(DATA FOR THIS TASK Opens)

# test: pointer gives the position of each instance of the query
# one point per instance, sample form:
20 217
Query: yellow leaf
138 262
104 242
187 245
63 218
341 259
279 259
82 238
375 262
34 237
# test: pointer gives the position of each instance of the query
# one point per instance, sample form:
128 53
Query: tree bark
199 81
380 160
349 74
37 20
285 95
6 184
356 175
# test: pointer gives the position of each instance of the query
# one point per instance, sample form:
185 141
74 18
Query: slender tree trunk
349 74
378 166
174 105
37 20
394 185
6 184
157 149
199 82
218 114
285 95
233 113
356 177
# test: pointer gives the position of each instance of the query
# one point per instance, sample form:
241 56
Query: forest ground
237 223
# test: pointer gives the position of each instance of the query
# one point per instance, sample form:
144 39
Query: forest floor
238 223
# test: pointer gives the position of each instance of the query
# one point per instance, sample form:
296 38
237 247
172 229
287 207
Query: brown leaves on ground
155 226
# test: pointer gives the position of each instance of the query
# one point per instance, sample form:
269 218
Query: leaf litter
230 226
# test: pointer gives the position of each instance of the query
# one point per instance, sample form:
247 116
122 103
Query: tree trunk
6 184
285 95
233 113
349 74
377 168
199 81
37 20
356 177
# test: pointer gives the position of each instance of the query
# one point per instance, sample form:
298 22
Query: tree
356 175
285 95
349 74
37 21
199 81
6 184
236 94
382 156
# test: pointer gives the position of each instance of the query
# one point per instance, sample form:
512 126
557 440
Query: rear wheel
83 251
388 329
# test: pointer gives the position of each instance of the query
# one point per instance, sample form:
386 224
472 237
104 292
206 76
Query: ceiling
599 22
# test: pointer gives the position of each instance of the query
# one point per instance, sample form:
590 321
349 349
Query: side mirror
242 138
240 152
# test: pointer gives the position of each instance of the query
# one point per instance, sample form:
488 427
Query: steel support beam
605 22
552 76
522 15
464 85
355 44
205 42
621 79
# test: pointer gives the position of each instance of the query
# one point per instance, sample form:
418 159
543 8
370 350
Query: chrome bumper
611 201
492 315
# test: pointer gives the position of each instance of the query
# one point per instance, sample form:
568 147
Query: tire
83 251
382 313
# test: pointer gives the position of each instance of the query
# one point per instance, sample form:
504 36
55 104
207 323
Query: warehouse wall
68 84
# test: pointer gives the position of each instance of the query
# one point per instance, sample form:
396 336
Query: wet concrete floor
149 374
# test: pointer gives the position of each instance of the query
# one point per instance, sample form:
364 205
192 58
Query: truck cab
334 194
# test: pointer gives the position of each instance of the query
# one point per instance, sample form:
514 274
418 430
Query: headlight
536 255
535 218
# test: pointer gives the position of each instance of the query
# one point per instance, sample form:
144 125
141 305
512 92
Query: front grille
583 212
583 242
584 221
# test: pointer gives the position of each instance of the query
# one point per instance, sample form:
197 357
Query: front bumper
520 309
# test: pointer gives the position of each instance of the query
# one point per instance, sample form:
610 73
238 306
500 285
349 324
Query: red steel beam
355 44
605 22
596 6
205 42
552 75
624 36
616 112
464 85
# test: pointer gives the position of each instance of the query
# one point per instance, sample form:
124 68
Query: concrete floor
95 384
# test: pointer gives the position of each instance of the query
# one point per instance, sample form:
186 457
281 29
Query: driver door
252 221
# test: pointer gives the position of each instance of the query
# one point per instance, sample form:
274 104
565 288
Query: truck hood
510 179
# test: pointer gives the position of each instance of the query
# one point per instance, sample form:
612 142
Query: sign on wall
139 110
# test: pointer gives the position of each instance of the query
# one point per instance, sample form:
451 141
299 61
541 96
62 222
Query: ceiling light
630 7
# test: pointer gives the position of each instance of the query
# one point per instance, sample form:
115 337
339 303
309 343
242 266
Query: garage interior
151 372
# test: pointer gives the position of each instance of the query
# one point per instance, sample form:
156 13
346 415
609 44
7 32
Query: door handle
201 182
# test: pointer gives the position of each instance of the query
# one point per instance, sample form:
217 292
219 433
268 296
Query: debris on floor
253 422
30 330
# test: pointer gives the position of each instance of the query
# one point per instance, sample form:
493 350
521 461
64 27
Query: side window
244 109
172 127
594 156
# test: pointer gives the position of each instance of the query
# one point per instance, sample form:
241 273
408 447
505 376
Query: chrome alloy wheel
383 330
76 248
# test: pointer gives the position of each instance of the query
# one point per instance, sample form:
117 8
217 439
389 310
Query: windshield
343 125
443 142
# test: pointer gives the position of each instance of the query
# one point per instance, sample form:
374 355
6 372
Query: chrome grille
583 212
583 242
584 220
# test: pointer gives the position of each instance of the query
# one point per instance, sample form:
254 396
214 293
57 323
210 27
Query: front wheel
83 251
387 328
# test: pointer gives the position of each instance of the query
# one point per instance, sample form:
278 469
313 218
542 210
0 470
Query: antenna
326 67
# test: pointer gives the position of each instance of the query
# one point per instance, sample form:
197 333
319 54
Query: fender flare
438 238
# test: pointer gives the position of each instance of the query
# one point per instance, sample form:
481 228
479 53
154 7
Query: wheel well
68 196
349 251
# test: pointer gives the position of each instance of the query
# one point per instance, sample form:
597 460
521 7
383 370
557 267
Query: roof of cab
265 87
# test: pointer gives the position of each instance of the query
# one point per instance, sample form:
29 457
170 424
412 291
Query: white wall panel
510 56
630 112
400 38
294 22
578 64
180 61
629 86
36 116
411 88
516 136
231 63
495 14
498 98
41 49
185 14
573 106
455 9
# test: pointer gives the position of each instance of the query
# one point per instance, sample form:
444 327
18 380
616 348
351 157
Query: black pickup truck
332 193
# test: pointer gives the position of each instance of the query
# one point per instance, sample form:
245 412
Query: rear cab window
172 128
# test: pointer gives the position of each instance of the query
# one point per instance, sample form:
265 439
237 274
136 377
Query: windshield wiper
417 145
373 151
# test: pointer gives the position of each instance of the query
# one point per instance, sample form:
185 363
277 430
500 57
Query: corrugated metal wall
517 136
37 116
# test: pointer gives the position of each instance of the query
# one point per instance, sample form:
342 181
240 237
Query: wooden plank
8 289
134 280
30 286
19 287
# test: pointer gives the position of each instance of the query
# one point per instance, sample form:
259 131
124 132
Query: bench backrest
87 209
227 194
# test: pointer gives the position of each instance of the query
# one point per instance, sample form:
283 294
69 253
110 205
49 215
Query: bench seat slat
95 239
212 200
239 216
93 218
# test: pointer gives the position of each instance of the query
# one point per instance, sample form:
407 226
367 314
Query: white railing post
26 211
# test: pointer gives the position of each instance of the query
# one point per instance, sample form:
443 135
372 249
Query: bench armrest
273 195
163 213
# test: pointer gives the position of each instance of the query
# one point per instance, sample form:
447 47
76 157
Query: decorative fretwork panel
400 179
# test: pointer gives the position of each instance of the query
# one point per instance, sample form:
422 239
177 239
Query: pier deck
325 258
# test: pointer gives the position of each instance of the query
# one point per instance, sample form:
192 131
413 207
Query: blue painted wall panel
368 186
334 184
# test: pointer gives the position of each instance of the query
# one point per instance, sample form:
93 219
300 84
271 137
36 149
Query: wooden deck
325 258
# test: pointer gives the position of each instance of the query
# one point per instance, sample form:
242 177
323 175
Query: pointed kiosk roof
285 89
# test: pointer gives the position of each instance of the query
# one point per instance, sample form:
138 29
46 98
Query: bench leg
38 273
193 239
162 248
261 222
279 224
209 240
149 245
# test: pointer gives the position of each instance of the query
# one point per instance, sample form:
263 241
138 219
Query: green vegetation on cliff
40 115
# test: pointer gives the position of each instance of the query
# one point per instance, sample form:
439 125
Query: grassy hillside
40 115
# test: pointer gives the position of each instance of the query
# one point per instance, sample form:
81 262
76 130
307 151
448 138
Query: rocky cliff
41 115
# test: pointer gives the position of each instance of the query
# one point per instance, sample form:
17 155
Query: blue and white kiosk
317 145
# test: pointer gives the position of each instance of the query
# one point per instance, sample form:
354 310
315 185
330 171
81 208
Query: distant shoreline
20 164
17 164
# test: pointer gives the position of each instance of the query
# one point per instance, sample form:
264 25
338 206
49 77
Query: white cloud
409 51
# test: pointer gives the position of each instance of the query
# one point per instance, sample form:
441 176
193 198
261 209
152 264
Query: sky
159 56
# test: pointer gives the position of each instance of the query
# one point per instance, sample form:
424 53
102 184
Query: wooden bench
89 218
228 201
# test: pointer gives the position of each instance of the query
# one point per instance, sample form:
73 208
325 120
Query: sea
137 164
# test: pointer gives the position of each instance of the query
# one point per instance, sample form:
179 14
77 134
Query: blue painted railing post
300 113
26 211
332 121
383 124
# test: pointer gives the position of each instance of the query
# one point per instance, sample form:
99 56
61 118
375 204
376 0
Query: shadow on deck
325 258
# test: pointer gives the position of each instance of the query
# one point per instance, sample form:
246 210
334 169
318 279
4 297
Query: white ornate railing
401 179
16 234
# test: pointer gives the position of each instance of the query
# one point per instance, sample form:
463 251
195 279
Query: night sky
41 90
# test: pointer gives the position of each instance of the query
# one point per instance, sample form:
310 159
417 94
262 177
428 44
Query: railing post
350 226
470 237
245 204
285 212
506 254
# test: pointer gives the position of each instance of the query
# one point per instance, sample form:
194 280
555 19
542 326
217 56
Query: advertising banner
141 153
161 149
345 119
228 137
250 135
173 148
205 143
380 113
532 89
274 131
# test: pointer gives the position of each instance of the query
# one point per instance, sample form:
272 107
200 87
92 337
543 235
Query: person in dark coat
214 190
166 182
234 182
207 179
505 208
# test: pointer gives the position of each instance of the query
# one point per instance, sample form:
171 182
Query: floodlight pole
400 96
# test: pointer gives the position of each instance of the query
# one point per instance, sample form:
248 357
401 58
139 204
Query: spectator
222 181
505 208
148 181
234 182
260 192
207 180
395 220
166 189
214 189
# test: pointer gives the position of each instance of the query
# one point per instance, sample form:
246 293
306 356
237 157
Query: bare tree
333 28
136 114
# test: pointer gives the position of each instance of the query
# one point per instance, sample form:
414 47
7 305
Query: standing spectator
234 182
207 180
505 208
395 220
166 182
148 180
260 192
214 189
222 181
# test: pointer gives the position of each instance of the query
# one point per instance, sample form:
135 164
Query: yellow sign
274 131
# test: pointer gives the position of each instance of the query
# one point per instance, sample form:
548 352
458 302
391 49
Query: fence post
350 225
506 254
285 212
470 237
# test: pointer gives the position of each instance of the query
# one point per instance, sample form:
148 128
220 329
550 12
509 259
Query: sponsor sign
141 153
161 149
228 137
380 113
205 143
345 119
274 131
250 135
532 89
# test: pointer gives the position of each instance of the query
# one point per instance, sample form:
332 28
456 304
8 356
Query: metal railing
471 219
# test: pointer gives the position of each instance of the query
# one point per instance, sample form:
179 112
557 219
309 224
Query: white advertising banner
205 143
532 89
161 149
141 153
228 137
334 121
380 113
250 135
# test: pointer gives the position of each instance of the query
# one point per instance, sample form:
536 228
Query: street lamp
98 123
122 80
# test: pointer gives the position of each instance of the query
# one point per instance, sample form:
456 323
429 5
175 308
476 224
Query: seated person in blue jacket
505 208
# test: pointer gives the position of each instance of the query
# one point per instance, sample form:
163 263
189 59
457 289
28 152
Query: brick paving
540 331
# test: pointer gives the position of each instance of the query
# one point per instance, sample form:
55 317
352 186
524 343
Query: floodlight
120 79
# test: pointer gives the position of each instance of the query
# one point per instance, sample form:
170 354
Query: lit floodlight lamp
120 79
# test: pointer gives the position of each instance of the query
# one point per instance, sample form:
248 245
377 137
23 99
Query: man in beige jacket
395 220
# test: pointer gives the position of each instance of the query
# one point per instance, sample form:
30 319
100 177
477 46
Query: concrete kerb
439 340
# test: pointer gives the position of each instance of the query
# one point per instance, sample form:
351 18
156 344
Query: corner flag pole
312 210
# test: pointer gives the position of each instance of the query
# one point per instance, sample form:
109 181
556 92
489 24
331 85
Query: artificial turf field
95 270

(DATA FOR THIS TASK Closes)

WHAT IS BEING ASKED
Could you retype exactly the lines above from the one containing "Query: seated person in blue jacket" through the last line of the records, both included, and nothing else?

RESULT OF THE TASK
Query: seated person in blue jacket
505 208
# test: pointer gives the position of each instance of the query
# one point per instance, sample form:
163 263
189 59
457 289
28 152
Query: brick paving
540 331
# test: pointer gives the position of each instance of the query
# one point per instance, sample form:
55 317
352 186
524 343
Query: floodlight
120 79
# test: pointer gives the position of each instance of the query
# one point per instance, sample form:
170 354
Query: lit floodlight lamp
120 79
# test: pointer gives the position of each instance of the query
# one point per instance, sample form:
248 245
377 137
23 99
Query: man in beige jacket
395 220
# test: pointer gives the position of each instance of the query
# one point per instance, sample form:
30 319
100 177
477 46
Query: concrete kerb
439 340
# test: pointer gives the position of each instance of the query
# one point per instance, sample form:
351 18
156 344
Query: corner flag pole
312 210
# test: pointer gives the position of each instance of the query
# one point per instance, sample form:
109 181
556 92
489 24
331 85
Query: artificial turf field
95 270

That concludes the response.